*TEXT PASSAGE*.
AFTER AN AD in the Anglican Journal seeking priests did not pay off, the diocese of the Arctic decided to go further afield and in 1999 ran ads in two British newspapers – Church of England News and Church Times.
This time, the diocese struck gold. Two British priests, brimming with enthusiasm for the adventure of the Canadian North, have arrived to start their new positions in Arctic parishes after over a year of interviews and immigration procedures.
Rev. Malcolm Palmer, 54, worked as chaplain to HM Prison Blakenhurst in Worcestershire, U.K. He was ordained in 1983 and he and his wife Ruth will be at St. Andrew’s church in Kugluktuk, Nunavut, at the end of June. Mr. and Mrs. Palmer are spending time with Bishop Larry Robertson in Inuvik, who is teaching Mr. Palmer to speak Inuktitut, the language of the indigenous Inuit people.
Rev. Ann Bush, 53, also came from prison chaplaincy, but in London. The two priests did not know one another before they separately answered the ads to take up parishes in the north. Ms. Bush was born in South Africa but raised and educated in Kenya. She moved to England at the age of 17 to become an air traffic controller.
In 1990 Ms. Bush began training for the priesthood at Oxford Ministry College and was ordained in 1994. She and her husband Gordon will be joining St. John’s church in Fort Smith, N.W.T.
Mr. Palmer said that after 11 years of prison chaplaincy he began to feel dissatisfied. “I discussed it with my wife, and we began to look at ads for parish work in England. There were lots, and I would go ahead and fill out the application and everything,” he said in an interview.

*STATED GOAL 1*.
Answer these questions from the article about the two British priests:
(a) In what year did the diocese of the Arctic run ads in British newspapers?
(b) Which church will Malcolm Palmer and his wife join?
(c) At what age did Ann Bush move to England?

*INPUT MATERIAL*.

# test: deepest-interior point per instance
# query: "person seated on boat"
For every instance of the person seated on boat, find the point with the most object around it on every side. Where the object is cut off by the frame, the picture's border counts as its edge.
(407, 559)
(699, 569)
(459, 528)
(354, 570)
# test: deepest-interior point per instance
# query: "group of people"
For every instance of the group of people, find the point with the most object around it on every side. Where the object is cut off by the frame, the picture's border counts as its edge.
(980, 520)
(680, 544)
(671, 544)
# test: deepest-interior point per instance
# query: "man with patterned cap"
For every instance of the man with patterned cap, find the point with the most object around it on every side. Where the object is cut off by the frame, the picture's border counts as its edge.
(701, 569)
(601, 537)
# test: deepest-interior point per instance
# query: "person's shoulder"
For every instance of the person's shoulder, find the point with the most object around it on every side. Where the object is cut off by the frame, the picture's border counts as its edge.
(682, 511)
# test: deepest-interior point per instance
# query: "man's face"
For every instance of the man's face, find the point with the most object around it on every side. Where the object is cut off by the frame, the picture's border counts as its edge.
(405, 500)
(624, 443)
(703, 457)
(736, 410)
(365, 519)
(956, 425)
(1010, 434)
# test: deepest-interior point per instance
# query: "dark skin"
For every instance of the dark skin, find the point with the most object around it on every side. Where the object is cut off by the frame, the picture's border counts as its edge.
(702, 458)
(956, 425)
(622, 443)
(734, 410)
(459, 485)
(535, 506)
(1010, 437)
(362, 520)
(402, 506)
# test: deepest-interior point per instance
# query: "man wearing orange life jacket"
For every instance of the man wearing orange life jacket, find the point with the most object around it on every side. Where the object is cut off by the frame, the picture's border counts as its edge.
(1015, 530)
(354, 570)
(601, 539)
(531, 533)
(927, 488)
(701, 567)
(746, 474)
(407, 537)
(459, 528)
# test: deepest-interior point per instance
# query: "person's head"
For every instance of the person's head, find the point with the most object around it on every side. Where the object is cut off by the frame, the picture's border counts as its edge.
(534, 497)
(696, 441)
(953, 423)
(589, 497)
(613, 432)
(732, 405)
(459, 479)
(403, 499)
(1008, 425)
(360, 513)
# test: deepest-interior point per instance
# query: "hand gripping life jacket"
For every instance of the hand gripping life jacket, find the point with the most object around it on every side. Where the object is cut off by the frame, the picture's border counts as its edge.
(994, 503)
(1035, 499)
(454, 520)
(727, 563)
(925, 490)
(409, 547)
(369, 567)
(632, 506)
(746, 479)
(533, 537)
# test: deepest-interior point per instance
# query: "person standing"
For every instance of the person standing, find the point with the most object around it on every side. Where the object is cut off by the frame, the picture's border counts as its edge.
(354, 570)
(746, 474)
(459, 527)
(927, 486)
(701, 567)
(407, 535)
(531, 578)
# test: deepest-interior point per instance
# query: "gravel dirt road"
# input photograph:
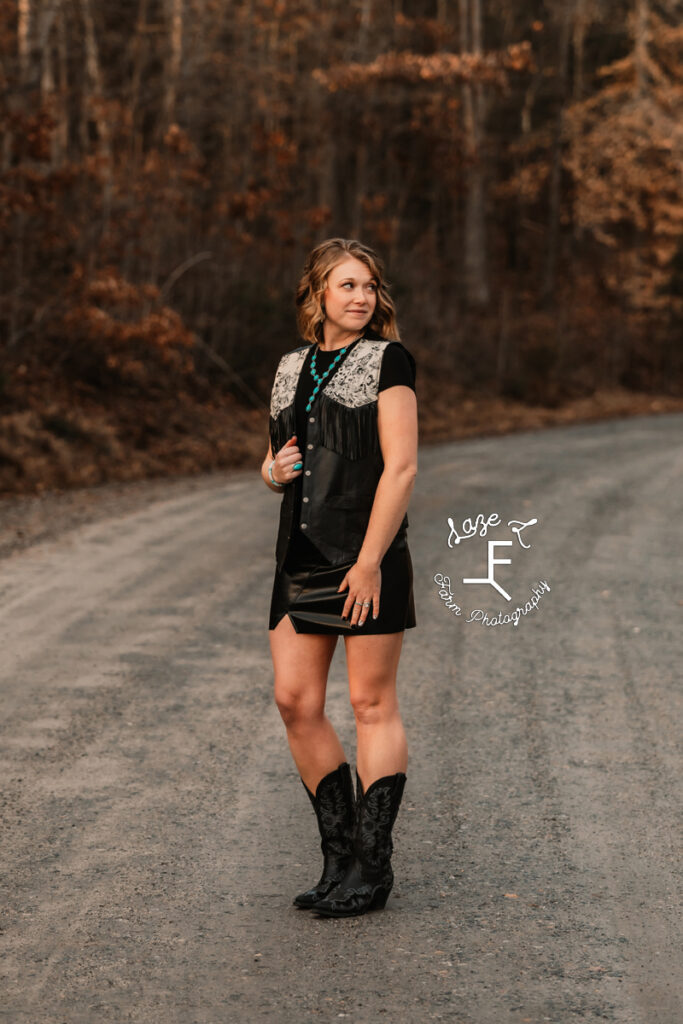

*STATED GOAL 2*. How many lines of the entries above contain the string "face"? Reply with the number alone.

*TASK RESULT 1*.
(a) 1999
(b) St. Andrew's church in Kugluktuk, Nunavut
(c) 17

*TASK RESULT 2*. 2